Data excerpts
★ ★ ★ ★ ★

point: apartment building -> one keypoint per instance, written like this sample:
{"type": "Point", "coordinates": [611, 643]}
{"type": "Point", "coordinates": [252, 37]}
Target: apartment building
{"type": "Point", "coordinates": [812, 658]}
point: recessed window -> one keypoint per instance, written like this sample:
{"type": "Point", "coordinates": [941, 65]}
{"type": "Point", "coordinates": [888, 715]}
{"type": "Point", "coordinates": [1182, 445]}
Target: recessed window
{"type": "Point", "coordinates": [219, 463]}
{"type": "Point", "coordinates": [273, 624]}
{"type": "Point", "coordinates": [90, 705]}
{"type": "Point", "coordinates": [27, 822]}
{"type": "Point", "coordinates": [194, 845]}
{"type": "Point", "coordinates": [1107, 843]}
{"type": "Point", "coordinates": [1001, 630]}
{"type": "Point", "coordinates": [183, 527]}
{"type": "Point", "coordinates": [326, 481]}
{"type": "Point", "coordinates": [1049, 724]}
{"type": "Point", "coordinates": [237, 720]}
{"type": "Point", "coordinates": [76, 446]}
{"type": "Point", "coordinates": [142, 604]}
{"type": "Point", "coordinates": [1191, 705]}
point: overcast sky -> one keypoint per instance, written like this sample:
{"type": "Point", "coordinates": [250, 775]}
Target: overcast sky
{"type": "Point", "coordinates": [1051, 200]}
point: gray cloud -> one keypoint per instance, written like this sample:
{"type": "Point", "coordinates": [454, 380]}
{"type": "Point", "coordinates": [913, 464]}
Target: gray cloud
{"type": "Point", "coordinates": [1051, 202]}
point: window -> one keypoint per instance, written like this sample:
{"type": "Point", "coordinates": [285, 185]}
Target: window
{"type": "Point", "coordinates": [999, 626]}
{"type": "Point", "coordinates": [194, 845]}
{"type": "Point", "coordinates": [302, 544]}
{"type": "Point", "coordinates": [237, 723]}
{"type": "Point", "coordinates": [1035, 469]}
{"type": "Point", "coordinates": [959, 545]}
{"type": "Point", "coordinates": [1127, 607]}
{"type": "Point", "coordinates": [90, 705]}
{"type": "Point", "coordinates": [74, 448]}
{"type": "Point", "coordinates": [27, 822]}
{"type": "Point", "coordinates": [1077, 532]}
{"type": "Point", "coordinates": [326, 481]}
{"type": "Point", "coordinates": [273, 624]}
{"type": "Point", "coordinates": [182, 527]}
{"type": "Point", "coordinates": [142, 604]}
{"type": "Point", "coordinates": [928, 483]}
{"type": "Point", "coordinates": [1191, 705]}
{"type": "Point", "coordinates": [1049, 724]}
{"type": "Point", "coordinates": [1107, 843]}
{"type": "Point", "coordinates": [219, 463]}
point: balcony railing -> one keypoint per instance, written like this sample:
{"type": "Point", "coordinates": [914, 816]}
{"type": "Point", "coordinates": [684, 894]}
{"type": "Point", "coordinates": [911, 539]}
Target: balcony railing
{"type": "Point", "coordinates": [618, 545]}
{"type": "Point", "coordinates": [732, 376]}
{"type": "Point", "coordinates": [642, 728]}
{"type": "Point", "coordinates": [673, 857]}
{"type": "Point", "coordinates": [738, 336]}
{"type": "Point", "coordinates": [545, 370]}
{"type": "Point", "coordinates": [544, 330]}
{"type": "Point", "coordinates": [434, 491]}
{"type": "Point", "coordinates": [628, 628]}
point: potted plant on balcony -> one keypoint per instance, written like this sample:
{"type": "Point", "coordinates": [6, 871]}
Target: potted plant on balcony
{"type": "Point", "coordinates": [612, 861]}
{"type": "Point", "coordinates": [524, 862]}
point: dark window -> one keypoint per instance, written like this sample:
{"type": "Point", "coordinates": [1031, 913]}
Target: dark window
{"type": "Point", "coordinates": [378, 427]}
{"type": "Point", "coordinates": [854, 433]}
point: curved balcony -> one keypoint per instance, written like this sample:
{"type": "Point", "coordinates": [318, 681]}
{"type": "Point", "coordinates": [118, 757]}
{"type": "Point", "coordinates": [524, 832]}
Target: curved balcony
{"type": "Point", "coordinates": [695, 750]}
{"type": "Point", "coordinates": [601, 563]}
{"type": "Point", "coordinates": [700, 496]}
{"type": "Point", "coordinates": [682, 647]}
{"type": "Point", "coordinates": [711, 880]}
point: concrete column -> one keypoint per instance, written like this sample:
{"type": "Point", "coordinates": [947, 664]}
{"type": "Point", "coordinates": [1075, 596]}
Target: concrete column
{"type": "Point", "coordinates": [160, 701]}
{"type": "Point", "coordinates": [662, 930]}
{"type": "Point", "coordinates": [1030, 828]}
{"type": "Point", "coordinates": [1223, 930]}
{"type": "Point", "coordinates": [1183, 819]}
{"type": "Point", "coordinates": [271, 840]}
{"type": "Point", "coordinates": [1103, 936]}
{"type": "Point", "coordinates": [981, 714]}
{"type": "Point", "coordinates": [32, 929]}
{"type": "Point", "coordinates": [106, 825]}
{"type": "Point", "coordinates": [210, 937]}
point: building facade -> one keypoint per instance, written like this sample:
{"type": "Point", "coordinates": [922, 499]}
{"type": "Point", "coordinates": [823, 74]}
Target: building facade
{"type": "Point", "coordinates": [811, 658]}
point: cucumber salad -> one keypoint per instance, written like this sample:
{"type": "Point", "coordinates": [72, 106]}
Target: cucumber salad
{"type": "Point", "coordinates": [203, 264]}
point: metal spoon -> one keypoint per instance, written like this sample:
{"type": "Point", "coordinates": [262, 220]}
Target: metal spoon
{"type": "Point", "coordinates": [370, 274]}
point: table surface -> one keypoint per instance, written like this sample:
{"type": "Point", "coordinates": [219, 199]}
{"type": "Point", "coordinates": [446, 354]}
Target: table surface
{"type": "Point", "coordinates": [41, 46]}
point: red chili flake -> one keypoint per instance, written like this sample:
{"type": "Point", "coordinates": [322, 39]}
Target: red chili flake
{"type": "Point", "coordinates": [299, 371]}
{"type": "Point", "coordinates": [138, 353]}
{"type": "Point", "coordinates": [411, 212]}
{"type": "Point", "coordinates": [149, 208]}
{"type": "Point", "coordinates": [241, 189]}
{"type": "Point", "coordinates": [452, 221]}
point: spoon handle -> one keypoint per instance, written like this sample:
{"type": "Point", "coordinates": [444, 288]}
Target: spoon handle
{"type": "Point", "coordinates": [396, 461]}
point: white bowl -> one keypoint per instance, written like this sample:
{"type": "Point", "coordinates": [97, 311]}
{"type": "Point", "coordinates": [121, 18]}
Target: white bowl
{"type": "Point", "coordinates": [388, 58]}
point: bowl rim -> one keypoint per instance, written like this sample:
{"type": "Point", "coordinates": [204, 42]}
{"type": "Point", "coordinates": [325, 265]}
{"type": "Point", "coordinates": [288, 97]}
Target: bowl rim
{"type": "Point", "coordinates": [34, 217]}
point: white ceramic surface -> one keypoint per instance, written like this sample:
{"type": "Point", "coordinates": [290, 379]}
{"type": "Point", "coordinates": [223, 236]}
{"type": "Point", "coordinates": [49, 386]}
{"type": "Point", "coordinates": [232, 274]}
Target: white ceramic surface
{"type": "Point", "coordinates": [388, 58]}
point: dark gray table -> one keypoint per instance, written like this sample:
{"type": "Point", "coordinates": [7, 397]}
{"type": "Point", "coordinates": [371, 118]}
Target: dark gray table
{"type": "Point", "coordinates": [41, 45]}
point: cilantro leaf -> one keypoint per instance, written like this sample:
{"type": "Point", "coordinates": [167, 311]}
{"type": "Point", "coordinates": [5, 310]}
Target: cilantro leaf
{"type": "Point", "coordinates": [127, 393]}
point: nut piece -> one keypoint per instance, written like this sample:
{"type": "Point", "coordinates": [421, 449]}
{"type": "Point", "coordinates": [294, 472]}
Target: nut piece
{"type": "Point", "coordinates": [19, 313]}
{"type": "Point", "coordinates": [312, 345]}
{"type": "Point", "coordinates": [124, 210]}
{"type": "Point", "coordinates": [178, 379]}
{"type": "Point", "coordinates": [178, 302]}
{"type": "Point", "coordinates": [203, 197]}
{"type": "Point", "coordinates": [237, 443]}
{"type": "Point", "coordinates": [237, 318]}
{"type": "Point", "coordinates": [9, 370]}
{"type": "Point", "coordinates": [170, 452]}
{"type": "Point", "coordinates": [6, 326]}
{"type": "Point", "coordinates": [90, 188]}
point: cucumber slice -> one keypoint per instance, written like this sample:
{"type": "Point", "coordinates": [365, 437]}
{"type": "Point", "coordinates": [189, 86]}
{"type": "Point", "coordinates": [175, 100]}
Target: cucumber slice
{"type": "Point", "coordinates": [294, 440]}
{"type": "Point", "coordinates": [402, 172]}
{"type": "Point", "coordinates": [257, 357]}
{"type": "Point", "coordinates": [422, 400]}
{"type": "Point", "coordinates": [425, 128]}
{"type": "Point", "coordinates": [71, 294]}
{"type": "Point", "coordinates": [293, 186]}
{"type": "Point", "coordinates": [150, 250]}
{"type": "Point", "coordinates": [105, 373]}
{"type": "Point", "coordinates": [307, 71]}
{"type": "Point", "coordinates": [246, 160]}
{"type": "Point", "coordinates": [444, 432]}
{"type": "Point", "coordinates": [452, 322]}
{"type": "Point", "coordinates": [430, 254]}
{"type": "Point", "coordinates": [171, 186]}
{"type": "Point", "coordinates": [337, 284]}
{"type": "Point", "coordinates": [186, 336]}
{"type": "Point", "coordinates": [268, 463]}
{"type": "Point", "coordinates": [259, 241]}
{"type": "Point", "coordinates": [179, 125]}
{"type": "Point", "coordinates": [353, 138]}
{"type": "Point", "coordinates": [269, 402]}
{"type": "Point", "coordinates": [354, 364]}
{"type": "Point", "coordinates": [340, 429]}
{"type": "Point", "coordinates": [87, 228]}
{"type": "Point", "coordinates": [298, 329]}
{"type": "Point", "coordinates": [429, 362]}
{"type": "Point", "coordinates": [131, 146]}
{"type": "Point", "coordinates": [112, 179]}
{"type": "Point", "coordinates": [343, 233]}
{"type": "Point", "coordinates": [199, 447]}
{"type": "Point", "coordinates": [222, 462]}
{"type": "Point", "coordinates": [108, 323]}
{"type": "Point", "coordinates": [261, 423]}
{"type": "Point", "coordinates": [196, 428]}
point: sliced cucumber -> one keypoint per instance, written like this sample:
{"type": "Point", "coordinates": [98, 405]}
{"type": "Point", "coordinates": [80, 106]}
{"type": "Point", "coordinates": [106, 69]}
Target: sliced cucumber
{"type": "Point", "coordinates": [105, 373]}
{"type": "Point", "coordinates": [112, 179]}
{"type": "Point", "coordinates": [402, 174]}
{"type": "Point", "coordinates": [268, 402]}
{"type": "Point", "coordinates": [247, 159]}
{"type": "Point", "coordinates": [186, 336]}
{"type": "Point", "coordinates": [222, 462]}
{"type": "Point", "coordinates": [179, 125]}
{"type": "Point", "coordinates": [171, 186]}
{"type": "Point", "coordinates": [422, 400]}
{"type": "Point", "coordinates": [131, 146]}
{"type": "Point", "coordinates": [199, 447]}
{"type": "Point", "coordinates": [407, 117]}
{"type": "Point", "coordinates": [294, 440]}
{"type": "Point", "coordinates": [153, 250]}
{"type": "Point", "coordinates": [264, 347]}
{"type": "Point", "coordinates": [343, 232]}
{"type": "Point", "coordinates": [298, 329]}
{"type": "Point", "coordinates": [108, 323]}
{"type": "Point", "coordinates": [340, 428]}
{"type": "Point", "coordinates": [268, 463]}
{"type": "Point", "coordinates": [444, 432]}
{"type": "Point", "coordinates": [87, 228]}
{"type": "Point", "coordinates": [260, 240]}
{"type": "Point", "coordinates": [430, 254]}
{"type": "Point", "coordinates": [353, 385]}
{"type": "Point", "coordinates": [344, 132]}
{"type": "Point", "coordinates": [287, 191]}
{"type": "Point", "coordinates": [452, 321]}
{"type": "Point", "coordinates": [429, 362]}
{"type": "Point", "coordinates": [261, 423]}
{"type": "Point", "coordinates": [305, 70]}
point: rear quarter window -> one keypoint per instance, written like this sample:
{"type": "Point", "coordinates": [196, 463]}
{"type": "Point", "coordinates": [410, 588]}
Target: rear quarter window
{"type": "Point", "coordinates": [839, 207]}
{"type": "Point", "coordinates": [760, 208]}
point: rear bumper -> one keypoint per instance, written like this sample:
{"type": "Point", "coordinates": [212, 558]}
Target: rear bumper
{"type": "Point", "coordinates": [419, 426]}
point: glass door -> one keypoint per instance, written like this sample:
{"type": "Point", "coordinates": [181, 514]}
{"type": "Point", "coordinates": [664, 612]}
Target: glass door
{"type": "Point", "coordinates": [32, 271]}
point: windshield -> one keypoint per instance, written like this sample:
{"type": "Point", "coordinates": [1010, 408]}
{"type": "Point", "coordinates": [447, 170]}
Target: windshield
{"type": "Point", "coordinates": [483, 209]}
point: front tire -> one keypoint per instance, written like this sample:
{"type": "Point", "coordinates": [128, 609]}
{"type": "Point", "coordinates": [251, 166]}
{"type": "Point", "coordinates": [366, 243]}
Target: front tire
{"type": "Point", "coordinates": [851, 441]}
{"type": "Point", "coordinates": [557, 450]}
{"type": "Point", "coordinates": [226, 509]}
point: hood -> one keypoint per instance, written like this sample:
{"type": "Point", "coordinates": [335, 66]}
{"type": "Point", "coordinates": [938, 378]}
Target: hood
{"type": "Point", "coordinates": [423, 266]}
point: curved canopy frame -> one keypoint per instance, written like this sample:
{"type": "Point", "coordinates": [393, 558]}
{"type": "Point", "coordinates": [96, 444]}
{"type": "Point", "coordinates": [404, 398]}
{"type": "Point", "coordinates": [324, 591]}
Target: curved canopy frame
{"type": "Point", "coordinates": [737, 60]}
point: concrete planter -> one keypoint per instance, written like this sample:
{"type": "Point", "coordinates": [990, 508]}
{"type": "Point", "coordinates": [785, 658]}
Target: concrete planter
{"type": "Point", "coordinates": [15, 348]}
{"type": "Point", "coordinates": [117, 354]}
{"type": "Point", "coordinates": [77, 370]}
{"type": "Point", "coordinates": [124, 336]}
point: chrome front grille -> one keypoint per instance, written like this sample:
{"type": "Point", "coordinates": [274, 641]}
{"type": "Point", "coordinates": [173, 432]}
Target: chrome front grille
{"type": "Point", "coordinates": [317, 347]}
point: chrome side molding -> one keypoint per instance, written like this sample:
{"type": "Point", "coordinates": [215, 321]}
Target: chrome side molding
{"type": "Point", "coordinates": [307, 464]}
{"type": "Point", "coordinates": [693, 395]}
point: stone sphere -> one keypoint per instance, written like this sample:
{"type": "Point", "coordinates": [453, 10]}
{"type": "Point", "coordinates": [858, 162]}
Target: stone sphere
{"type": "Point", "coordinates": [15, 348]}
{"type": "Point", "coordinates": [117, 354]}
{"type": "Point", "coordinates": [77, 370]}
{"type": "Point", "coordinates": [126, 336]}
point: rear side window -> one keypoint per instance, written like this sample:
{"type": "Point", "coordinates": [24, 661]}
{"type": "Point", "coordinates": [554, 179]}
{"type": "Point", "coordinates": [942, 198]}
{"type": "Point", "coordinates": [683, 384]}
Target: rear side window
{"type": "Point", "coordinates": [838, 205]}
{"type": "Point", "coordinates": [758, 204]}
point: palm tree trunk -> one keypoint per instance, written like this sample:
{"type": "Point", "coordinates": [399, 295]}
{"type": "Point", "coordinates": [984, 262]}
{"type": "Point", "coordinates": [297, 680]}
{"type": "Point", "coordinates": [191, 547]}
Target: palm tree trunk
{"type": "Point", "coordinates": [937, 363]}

★ ★ ★ ★ ★

Work required
Write the lines out verbatim, from the one with "point: stone sphere" through the last line of the entries, and stop there.

The output
point: stone sphere -> one keypoint per instance, written like this sample:
{"type": "Point", "coordinates": [453, 10]}
{"type": "Point", "coordinates": [858, 162]}
Target: stone sphere
{"type": "Point", "coordinates": [15, 348]}
{"type": "Point", "coordinates": [117, 354]}
{"type": "Point", "coordinates": [77, 370]}
{"type": "Point", "coordinates": [126, 336]}
point: rear side window -> one keypoint per instance, written like this sample:
{"type": "Point", "coordinates": [24, 661]}
{"type": "Point", "coordinates": [554, 179]}
{"type": "Point", "coordinates": [942, 198]}
{"type": "Point", "coordinates": [683, 384]}
Target: rear side window
{"type": "Point", "coordinates": [838, 205]}
{"type": "Point", "coordinates": [758, 204]}
point: palm tree trunk -> one keypoint per instance, written like this sample:
{"type": "Point", "coordinates": [399, 295]}
{"type": "Point", "coordinates": [984, 262]}
{"type": "Point", "coordinates": [297, 680]}
{"type": "Point", "coordinates": [191, 547]}
Target: palm tree trunk
{"type": "Point", "coordinates": [937, 363]}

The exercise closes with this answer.